[DATASET CONTENT Boundary: Start]

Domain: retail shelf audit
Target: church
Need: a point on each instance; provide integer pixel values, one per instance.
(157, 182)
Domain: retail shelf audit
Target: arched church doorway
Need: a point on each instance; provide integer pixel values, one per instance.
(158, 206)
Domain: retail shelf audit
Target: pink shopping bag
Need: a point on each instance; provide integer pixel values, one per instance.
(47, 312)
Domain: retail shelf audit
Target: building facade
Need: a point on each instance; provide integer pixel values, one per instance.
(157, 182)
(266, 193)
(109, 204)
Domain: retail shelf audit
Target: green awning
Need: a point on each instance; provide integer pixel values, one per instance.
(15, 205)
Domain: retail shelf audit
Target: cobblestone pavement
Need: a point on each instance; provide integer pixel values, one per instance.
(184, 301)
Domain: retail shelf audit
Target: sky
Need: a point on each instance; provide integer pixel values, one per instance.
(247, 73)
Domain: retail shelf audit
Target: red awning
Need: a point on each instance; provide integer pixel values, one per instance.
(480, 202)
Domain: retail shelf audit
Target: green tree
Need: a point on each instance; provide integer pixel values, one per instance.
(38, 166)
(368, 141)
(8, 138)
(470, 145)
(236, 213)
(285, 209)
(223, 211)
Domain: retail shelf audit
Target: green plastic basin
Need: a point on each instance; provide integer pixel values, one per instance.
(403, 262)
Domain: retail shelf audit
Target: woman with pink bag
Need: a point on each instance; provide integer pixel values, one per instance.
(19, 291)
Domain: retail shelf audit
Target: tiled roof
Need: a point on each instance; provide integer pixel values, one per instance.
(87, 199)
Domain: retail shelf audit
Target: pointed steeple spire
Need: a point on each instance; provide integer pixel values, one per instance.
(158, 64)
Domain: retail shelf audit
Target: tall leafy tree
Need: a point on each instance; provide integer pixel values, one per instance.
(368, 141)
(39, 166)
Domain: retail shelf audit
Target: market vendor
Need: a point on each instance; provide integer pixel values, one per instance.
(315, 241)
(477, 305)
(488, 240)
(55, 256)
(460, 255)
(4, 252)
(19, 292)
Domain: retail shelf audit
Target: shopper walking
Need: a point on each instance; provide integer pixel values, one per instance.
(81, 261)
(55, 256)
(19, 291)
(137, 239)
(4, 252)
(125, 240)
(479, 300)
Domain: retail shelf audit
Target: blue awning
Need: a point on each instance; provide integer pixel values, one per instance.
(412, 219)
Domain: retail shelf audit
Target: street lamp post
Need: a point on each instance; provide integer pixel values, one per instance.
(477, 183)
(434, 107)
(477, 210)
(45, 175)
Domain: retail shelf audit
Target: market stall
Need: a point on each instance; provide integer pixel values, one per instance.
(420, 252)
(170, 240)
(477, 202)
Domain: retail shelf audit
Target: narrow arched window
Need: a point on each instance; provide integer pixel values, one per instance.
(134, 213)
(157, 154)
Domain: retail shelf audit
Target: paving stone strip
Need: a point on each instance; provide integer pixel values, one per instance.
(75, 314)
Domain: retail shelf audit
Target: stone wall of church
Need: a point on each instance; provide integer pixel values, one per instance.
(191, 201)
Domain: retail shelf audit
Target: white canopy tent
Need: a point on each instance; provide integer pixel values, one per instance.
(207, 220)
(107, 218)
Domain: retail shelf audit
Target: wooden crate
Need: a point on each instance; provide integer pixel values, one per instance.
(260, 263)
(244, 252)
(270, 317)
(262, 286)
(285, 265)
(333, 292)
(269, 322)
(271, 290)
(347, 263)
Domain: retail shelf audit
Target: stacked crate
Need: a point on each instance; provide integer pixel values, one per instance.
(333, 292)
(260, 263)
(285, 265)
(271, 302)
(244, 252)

[DATASET CONTENT Boundary: End]

*EXERCISE BRIEF*: Show each line of the material above where "awning" occurs.

*RESPONSE BELOW*:
Target: green awning
Target: red awning
Target: blue awning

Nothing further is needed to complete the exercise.